### The tasks
- 1) Answer these questions from the article on 2021 coin treasures below, one per line:
(a) In what year was the rare gold leopard coin minted?
(b) How far back do some of the hoards date?
(c) In which village was the biggest hoard of coins from the Middle Ages ever found in Poland unearthed in 1935?
- 2) Reproduce a passage from the article on 2021 coin treasures below. Begin at the words "Many of these", and stop after "credit: Adam Kędzierski)".

___ Page ___

The most amazing coin treasures uncovered in 2021

The rare gold leopard coin, which was minted in 1344.
The rare gold leopard coin, which was minted in 1344. (Image credit: CC BY 2.0)

Saving for a rainy day is not a new idea. In 2021, archaeologists turned up a whole horde of hoards: stashes of coins and other valuables left behind for whatever reason and never used again. These treasures turned up in a Polish cornfield, in a meadow in New England, in a town in Denmark. They were left by royals, pirates, chieftains and people who will forever remain anonymous. 

Many of these hoards were discovered by lucky amateurs with metal detectors or sharp eyes. Some date back as far as 1,500 years. From good luck pennies to the biggest Anglo Saxon hoard ever found, here were some of the year's most noticeable treasure troves.

Medieval gold coins and rings from a Polish cornfield

The medieval hoard contained thousands of silver coins and ingots. (Image credit: Adam Kędzierski)

In 1935, the biggest hoard of coins from the Middle Ages ever found in Poland was unearthed in the village of Słuszków. In late 2020, a visitor returned to the town to learn more about that hoard, and they ended up finding another one.

___ Extracted data ___

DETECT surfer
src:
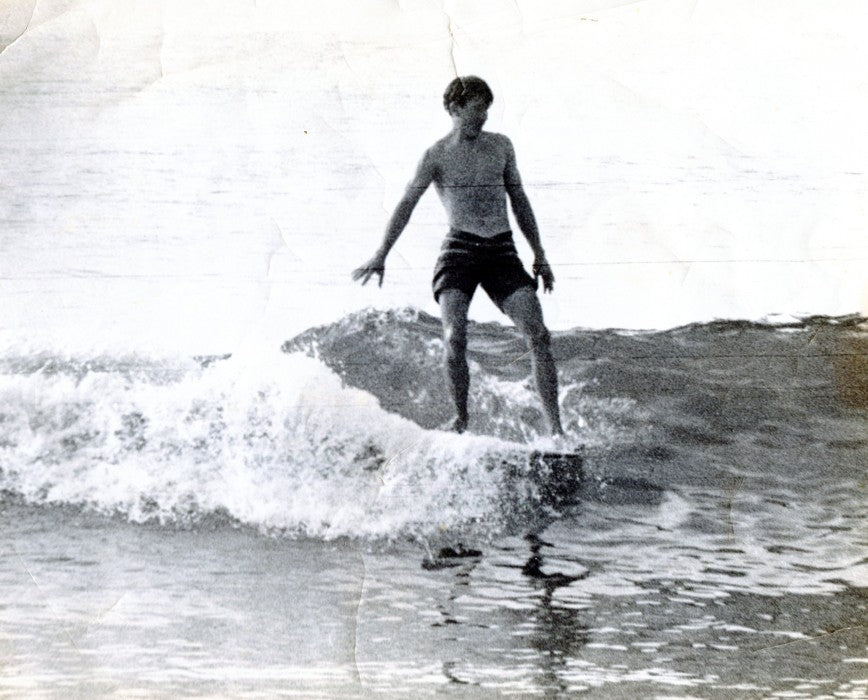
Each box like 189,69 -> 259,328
353,76 -> 563,435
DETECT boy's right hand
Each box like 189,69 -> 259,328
353,255 -> 386,287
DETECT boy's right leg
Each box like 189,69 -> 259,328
439,289 -> 471,433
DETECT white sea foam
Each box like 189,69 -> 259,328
0,351 -> 548,537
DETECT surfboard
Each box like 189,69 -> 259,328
528,450 -> 584,508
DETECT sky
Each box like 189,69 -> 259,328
0,0 -> 868,350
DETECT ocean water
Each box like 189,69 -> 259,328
0,308 -> 868,698
0,5 -> 868,698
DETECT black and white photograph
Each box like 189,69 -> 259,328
0,0 -> 868,700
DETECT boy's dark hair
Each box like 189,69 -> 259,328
443,75 -> 494,112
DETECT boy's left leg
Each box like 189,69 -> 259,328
502,287 -> 564,435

___

### Responses to the tasks
- 1)
(a) 1344
(b) As far as 1,500 years
(c) Słuszków

- 2)
Many of these hoards were discovered by lucky amateurs with metal detectors or sharp eyes. Some date back as far as 1,500 years. From good luck pennies to the biggest Anglo Saxon hoard ever found, here were some of the year's most noticeable treasure troves.

Medieval gold coins and rings from a Polish cornfield

The medieval hoard contained thousands of silver coins and ingots. (Image credit: Adam Kędzierski)